BRIEF
Please turn the items below into a JSON list of strings, one string per line, with blank lines dropped. Leave the pictures out.

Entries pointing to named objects

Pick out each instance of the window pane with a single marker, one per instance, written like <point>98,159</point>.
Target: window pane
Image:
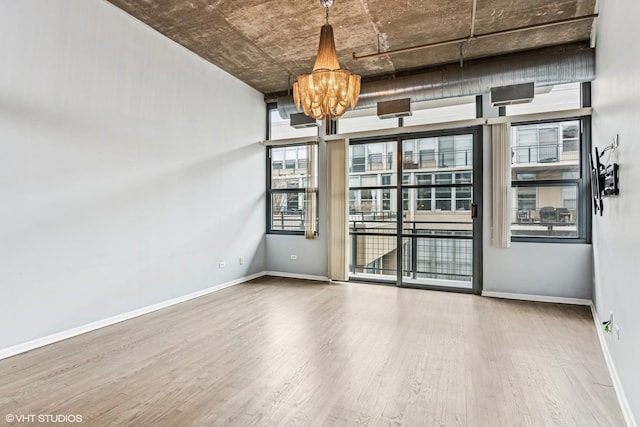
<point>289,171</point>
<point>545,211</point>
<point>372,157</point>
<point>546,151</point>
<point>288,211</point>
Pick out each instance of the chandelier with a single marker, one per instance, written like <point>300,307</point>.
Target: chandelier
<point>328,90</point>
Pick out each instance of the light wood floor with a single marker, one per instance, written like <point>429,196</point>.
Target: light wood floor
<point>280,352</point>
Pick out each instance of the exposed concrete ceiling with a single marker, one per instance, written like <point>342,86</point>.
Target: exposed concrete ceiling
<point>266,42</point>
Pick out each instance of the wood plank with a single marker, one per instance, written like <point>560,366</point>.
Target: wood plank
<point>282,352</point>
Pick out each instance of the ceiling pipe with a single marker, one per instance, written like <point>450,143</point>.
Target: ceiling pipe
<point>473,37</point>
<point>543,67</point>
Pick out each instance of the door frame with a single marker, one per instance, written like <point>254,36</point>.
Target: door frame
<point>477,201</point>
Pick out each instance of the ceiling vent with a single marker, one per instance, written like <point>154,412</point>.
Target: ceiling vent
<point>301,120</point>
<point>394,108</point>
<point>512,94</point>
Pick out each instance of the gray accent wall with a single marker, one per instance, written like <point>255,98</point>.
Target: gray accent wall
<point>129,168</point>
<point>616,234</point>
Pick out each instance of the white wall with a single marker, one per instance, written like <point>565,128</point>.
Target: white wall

RESPONSE TO THIS EXERCISE
[
  "Pick out each instance of the window pane with a single marker, one per instance, written like <point>98,159</point>.",
  "Target: window pane",
  "Image:",
  "<point>289,171</point>",
  "<point>545,211</point>",
  "<point>372,157</point>",
  "<point>546,151</point>",
  "<point>288,211</point>",
  "Pick out each instance of the chandelier with a single marker, one per instance, written like <point>300,307</point>.",
  "Target: chandelier",
  "<point>328,90</point>",
  "Pick out each instance of the light wood floor with a single marker, one per instance, written like <point>429,196</point>.",
  "Target: light wood floor",
  "<point>280,352</point>",
  "Pick out each instance of the exposed concrete ceiling with a single marker, one per instance, written like <point>342,86</point>.",
  "Target: exposed concrete ceiling",
  "<point>266,42</point>",
  "Pick out each instance of the wood plank with a single marker, one per instance, written like <point>560,366</point>.",
  "Target: wood plank",
  "<point>282,352</point>",
  "Pick out each instance of the ceiling pipe with a single marker, one per instance, written like <point>450,143</point>.",
  "Target: ceiling pipe",
  "<point>473,37</point>",
  "<point>543,67</point>",
  "Pick out each instance of the door frame with a single marker, one per instance, written like <point>254,36</point>.",
  "Target: door frame",
  "<point>477,201</point>",
  "Pick out each instance of the ceiling vent with a single marker, one per instance, written like <point>154,412</point>.",
  "Target: ceiling vent",
  "<point>301,120</point>",
  "<point>394,108</point>",
  "<point>512,94</point>",
  "Pick out each instance of the gray accent wall with a single marker, one per instance, written like <point>255,98</point>.",
  "Target: gray accent wall",
  "<point>129,168</point>",
  "<point>616,234</point>",
  "Pick out each instance of the white wall with a single marker, one per instance, written like <point>565,128</point>.",
  "Target: white wall"
]